Report every line in the items below that contains the word "window".

(Contour labeling items)
— begin —
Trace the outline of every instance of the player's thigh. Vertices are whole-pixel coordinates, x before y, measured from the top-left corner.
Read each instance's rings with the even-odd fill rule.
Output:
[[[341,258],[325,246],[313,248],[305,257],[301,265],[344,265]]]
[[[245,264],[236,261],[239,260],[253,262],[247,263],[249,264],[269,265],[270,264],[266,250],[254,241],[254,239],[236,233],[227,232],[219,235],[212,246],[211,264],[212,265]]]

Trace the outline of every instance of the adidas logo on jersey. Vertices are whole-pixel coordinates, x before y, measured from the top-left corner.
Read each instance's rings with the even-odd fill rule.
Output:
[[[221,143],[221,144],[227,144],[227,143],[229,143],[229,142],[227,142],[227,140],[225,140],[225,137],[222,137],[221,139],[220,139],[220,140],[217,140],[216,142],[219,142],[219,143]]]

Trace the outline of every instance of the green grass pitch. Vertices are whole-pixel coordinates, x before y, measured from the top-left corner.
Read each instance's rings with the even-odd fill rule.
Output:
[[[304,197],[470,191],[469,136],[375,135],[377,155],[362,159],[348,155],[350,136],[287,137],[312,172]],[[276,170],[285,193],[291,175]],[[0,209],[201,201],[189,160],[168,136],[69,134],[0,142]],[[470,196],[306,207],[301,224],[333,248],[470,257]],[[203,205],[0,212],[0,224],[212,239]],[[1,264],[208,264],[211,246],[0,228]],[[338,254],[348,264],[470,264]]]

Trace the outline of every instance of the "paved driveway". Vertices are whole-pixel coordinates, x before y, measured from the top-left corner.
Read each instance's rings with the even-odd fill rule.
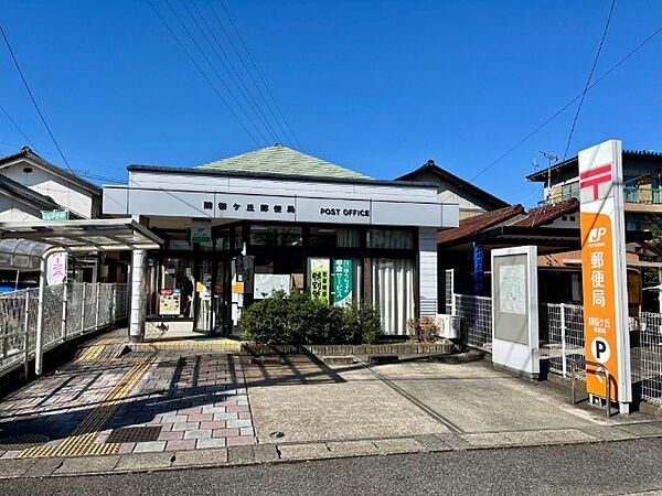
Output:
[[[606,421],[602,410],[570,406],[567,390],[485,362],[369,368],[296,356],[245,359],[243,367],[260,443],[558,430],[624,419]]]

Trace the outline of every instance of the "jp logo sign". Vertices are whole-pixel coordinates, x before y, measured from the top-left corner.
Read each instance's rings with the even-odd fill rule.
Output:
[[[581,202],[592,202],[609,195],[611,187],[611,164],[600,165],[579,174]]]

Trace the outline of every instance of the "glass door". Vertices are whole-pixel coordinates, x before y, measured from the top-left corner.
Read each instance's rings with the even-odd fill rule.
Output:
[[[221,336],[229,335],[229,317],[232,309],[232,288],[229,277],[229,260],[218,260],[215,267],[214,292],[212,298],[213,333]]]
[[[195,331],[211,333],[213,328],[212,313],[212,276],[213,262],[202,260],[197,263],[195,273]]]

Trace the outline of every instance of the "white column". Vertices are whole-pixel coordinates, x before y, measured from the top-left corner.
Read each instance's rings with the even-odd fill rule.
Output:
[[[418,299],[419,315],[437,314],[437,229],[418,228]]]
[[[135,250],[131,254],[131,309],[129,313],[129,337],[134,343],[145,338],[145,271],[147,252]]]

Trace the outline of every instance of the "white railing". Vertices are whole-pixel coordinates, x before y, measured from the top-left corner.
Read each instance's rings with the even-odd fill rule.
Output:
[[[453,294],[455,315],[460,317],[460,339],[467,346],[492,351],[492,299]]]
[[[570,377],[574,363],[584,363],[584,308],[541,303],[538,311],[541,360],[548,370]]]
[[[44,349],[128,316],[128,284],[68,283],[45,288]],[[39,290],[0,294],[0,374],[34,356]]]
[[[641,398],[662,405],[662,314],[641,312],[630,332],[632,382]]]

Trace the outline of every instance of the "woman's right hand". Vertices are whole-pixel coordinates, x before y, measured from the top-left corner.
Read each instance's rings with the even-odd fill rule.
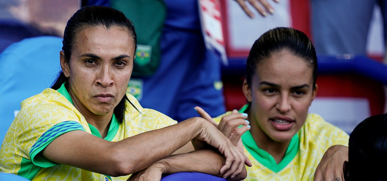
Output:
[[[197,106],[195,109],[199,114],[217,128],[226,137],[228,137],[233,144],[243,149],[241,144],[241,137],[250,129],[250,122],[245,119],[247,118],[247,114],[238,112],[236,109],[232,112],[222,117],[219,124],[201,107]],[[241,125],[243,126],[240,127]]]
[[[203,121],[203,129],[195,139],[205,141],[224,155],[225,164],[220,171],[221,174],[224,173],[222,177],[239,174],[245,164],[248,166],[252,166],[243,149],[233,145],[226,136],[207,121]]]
— end —
— begin —
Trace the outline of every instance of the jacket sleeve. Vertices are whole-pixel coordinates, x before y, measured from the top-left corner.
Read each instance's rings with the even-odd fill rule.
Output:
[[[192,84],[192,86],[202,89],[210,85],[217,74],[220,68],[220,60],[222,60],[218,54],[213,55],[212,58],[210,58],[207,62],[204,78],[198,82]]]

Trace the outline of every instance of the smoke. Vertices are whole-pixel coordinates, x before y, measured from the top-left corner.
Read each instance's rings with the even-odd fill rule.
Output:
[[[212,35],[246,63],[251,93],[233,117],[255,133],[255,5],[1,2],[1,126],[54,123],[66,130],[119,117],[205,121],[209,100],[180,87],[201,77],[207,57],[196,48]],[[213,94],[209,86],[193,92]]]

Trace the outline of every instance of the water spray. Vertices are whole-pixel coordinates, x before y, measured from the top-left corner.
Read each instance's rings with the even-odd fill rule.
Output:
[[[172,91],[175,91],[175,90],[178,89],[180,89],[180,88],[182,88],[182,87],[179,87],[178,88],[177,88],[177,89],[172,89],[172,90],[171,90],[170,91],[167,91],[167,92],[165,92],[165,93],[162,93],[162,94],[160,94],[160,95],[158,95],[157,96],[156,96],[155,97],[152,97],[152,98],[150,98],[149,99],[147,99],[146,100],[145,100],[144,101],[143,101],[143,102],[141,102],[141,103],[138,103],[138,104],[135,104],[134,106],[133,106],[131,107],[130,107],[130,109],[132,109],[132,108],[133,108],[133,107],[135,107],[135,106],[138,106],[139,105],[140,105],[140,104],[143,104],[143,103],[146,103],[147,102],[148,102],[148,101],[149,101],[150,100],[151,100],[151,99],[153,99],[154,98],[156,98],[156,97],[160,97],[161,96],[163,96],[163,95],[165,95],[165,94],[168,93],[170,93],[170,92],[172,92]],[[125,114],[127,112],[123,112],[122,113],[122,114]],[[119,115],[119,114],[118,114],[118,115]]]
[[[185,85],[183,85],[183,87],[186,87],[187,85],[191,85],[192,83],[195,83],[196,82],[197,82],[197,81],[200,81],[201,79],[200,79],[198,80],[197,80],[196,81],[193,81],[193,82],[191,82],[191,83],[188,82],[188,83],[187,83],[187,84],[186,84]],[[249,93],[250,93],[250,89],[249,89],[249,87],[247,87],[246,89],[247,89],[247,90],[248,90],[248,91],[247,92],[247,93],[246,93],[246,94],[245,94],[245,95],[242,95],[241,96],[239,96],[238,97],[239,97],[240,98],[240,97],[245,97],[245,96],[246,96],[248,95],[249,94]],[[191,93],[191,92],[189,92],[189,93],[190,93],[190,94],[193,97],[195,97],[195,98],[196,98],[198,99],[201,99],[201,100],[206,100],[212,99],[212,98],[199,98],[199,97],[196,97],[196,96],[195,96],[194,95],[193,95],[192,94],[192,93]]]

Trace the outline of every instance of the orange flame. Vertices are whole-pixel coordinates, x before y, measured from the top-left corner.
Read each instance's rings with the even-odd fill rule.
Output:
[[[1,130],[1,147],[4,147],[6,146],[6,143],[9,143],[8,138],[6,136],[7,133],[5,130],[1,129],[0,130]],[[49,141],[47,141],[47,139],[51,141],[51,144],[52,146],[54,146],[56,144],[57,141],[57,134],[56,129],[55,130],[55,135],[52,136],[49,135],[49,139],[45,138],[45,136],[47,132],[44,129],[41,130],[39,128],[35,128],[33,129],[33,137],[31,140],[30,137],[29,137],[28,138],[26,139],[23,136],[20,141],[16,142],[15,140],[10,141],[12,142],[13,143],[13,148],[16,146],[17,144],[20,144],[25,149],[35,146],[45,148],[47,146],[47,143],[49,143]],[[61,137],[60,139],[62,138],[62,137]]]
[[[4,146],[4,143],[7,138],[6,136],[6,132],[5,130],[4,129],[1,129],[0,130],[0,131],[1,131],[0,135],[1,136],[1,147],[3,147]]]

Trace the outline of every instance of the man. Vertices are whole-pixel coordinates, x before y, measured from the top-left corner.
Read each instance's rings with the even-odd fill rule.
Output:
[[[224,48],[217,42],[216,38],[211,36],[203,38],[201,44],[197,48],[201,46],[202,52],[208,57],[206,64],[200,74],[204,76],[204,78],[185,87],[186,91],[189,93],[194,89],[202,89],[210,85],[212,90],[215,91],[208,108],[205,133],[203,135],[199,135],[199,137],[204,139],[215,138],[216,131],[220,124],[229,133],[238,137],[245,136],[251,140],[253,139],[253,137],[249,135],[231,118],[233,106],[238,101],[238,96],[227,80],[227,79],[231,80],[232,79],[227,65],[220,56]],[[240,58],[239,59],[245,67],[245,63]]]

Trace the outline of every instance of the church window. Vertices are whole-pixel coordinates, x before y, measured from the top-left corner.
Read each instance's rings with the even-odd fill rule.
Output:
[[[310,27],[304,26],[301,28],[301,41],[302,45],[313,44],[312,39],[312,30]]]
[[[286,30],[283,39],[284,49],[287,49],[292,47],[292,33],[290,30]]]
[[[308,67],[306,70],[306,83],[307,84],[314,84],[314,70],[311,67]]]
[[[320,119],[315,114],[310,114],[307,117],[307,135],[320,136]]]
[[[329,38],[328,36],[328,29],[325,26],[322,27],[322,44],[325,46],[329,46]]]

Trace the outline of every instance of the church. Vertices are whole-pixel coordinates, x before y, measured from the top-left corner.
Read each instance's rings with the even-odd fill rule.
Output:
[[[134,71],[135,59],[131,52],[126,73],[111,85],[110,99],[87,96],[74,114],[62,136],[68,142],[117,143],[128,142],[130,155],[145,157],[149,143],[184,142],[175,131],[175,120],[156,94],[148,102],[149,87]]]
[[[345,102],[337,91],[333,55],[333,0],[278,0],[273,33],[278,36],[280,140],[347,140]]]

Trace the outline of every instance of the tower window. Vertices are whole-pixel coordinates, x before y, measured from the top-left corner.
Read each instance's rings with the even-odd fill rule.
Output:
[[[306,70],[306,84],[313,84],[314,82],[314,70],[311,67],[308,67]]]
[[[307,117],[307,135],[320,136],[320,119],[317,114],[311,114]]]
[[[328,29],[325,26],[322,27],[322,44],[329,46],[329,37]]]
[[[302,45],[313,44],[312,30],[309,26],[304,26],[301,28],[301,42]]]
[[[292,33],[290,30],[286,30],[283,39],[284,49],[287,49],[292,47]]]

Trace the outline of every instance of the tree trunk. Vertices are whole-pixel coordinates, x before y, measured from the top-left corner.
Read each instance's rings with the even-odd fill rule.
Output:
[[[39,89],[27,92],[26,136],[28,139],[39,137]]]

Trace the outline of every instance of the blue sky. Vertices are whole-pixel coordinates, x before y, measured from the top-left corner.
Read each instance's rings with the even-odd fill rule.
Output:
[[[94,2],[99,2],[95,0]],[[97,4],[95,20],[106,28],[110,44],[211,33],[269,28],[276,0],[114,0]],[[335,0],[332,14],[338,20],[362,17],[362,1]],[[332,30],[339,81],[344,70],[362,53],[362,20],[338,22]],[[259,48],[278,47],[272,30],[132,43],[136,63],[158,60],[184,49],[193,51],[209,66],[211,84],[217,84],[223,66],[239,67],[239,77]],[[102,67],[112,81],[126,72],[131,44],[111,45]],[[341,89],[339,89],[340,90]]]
— end —
— begin —
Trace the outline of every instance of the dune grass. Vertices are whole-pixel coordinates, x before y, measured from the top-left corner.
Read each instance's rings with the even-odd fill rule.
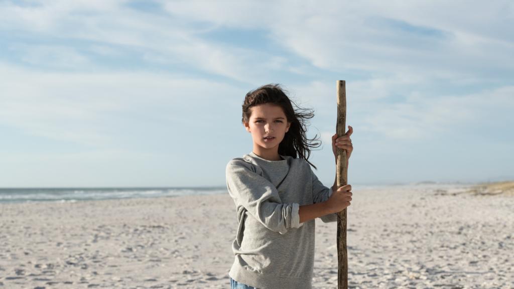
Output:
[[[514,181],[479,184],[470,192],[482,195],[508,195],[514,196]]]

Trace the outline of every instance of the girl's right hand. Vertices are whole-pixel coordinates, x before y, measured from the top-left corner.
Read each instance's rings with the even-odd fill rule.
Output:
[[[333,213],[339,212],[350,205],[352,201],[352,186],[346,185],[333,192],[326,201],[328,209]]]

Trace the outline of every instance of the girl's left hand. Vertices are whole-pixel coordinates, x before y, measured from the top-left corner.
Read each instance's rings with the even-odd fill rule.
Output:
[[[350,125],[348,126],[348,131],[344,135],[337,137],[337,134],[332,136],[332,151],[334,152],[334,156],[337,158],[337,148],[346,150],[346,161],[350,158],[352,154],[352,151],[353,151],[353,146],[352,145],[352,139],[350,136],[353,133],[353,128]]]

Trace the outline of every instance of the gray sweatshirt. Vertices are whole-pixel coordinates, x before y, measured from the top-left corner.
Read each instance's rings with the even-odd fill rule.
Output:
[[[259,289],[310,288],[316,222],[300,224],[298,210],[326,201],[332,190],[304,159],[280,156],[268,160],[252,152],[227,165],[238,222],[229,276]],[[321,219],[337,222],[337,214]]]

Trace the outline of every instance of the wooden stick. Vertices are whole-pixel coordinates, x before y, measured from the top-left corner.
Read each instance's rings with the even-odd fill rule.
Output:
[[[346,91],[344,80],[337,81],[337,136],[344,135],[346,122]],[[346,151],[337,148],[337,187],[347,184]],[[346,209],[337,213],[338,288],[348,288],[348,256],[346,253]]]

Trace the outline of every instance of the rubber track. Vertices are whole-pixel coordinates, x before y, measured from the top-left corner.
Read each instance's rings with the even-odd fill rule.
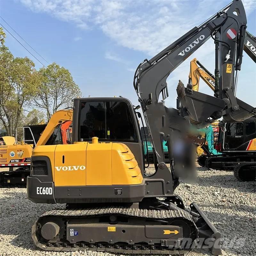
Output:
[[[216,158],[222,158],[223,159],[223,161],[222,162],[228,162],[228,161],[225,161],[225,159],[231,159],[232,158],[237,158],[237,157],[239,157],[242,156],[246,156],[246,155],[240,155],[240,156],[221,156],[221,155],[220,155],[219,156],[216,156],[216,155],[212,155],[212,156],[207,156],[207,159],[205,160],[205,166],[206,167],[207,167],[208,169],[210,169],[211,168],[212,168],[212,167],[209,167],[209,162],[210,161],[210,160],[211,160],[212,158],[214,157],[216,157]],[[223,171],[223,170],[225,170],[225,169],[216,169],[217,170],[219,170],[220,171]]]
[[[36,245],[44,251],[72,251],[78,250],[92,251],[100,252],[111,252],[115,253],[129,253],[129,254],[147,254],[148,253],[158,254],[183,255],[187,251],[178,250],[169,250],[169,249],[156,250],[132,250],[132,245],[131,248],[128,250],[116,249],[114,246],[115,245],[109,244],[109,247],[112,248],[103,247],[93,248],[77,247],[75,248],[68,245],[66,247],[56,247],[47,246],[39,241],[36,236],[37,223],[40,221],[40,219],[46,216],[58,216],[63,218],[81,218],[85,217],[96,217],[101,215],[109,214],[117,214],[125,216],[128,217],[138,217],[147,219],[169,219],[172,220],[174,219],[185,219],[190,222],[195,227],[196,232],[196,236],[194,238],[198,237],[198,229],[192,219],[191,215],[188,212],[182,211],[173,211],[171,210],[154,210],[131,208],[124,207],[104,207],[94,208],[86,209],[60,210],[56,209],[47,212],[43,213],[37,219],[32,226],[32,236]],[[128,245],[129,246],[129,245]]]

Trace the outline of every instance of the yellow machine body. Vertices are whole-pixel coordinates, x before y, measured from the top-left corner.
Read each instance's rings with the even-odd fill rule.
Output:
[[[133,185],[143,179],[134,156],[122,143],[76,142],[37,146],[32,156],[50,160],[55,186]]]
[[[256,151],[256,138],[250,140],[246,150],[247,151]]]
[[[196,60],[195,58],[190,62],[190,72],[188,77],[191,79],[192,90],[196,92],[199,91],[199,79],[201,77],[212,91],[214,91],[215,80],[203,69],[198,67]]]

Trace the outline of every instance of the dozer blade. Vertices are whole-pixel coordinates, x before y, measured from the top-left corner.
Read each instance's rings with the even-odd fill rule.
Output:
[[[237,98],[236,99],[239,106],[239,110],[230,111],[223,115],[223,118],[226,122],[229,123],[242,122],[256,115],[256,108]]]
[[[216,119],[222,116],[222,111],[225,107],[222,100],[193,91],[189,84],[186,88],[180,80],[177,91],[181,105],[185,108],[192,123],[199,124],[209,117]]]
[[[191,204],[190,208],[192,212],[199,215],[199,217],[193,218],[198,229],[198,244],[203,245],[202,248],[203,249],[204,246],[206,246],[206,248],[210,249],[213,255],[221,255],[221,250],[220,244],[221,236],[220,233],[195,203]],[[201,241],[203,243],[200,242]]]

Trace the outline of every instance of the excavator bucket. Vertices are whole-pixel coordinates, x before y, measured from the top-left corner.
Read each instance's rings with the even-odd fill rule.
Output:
— end —
*ANSWER TO THIS TASK:*
Trace the outline of every instance of the church window. Vertices are whole-pixel coordinates, x before y, measured from the top-left corner.
Trace the outline of every instance of the tower window. Vertices are whole-pixel coordinates, x before y, measured from the top-left corner.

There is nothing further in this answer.